Gather every line below that contains the word "kitchen", matching case exactly, and list them.

(Collected data entries)

******************************

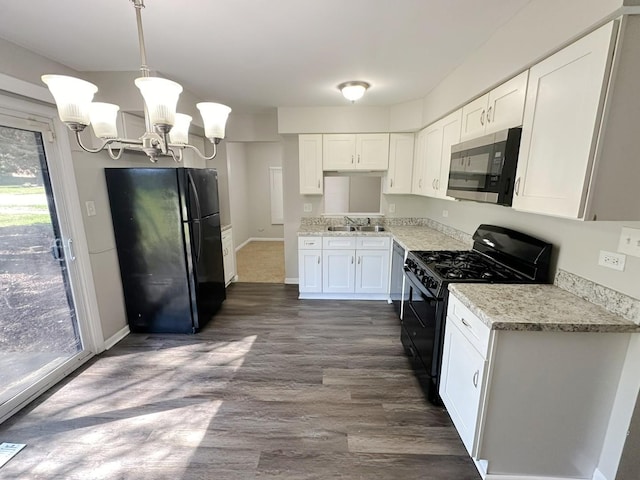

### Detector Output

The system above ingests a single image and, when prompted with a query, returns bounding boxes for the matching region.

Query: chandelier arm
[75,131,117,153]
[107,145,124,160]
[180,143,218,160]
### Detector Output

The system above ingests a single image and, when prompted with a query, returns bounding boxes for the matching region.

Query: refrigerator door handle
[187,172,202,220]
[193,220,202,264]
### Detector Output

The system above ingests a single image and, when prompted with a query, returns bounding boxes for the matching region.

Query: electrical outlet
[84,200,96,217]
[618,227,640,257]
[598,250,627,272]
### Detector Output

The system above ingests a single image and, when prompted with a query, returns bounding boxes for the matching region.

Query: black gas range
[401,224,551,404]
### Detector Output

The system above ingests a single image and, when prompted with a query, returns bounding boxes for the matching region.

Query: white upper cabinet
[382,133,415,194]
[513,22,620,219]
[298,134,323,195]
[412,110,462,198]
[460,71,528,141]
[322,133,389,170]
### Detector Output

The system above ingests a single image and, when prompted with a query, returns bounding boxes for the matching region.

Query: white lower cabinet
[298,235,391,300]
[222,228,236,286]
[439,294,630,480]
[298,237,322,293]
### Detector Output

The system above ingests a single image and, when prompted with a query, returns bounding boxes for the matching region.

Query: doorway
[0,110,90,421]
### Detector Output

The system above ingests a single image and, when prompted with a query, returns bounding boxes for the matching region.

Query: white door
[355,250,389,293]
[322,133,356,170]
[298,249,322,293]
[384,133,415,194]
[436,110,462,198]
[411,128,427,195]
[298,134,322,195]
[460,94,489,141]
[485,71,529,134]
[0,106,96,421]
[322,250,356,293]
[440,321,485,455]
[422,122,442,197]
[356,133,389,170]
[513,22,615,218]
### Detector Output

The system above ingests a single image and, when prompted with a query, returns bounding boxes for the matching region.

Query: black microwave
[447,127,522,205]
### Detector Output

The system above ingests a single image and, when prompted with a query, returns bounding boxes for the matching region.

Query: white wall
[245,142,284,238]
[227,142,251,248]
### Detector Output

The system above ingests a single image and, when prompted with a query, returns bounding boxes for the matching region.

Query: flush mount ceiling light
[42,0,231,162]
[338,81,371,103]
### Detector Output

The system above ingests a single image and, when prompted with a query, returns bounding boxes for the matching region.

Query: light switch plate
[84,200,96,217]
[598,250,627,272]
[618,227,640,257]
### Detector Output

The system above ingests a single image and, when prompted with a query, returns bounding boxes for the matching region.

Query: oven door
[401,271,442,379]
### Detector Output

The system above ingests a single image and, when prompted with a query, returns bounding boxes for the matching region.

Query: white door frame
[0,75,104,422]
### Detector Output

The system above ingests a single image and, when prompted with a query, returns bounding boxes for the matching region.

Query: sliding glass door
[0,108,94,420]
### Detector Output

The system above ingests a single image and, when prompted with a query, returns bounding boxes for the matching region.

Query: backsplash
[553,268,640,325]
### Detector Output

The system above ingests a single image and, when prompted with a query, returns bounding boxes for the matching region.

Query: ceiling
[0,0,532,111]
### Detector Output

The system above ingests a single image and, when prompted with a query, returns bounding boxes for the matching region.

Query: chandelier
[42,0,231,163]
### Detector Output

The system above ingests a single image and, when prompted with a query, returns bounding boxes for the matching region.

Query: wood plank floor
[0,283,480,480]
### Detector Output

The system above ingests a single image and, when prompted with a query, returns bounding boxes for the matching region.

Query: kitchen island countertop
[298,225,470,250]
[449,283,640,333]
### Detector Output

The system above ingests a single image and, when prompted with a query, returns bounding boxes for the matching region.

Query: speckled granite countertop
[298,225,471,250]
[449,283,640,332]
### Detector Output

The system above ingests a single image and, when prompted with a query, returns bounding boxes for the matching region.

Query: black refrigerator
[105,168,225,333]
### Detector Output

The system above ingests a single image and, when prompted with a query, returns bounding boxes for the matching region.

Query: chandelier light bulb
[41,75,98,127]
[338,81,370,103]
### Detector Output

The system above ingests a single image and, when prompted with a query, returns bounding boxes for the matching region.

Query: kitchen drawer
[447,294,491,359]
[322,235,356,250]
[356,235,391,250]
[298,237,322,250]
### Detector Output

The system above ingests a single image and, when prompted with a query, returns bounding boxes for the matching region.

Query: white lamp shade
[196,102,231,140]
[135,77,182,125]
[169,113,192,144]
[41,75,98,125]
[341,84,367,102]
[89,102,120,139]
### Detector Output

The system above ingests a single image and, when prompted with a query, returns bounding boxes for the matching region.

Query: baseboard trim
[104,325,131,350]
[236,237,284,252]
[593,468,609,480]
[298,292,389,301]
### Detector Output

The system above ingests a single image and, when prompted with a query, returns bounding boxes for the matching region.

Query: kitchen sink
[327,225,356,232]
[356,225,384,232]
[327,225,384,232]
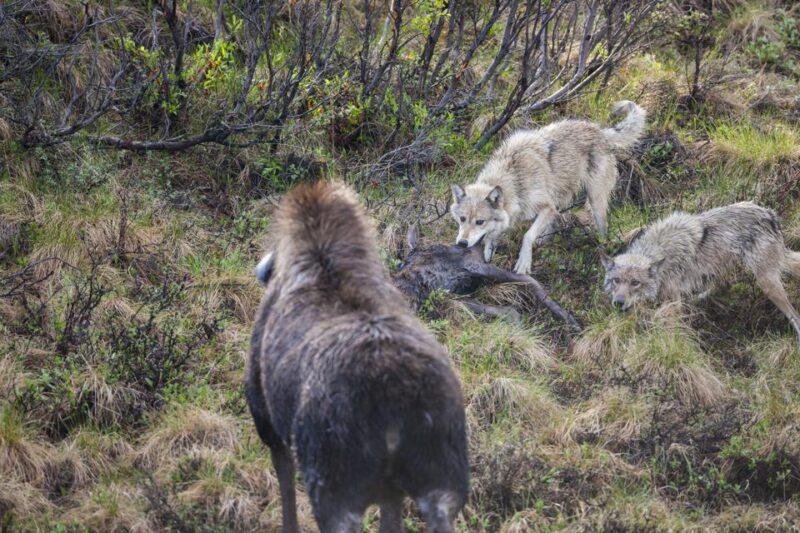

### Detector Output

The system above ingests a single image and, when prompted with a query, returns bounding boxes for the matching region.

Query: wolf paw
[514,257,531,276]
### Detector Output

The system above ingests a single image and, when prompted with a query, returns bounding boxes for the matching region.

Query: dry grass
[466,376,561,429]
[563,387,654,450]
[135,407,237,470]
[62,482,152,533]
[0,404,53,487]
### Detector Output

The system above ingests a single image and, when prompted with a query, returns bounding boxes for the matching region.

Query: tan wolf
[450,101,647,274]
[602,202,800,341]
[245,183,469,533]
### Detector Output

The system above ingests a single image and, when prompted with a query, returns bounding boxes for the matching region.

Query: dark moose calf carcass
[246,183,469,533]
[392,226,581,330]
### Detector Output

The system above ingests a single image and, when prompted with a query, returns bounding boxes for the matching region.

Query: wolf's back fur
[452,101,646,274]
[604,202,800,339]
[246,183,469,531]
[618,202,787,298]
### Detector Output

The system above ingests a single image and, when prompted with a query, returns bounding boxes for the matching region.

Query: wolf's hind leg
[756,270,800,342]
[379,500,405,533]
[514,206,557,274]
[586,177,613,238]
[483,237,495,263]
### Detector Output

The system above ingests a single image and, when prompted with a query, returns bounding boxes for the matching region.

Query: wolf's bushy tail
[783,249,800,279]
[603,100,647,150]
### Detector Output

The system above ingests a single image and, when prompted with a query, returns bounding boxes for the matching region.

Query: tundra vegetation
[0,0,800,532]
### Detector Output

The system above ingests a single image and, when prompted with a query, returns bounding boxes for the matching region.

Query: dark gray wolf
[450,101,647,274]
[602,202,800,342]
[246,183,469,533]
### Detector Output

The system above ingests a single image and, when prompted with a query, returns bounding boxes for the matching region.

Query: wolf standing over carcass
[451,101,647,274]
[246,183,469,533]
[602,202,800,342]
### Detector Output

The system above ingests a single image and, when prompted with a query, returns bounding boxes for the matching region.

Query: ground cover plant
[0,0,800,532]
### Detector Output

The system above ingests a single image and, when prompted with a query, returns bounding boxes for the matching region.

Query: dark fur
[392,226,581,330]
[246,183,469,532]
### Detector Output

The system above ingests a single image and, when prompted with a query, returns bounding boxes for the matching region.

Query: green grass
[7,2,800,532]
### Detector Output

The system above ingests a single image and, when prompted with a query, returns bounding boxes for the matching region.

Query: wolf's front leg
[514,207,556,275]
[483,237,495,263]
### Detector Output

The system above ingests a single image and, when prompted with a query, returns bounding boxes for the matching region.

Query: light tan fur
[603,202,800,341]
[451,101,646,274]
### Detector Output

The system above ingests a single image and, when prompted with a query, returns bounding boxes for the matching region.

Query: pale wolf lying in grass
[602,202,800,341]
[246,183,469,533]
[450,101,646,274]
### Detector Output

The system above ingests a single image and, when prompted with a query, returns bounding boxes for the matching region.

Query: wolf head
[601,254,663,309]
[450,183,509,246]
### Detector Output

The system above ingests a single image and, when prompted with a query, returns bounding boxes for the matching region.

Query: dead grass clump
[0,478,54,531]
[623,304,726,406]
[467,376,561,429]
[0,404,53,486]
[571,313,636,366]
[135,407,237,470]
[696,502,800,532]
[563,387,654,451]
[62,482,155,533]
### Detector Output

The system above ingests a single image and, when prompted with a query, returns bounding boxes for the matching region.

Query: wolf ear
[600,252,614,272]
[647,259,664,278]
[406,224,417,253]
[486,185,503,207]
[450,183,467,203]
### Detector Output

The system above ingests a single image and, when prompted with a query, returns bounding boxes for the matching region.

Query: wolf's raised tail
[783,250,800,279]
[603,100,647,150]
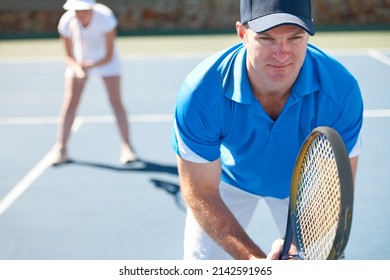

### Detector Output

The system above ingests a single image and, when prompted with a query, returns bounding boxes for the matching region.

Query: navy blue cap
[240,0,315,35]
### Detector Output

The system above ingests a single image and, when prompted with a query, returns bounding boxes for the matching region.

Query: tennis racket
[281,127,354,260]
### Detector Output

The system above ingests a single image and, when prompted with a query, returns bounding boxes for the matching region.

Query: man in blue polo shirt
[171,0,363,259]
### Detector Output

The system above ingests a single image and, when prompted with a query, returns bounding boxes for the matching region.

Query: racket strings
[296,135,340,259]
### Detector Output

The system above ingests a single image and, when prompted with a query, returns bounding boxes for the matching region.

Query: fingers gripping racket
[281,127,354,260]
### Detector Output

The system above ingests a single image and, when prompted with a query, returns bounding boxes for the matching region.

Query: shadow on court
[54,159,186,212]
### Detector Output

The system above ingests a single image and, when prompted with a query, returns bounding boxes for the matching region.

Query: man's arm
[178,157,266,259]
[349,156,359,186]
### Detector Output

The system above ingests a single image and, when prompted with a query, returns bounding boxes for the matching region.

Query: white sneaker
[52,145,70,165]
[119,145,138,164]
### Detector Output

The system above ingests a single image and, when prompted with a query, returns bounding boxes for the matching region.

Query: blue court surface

******************************

Result of the exercise –
Query: kitchen island countertop
Query: kitchen drawer
Query: kitchen sink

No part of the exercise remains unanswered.